**Activity:**
Nothing should differ between your output and the entries below.

(Recorded data)
☆ ☆ ☆ ☆ ☆ ☆ ☆
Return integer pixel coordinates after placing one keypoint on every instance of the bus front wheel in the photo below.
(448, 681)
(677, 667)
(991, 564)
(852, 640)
☆ ☆ ☆ ☆ ☆ ☆ ☆
**Your response:**
Return integer pixel coordinates after placing one keypoint on every instance of the bus front wheel in the photo below.
(448, 681)
(677, 667)
(991, 564)
(852, 640)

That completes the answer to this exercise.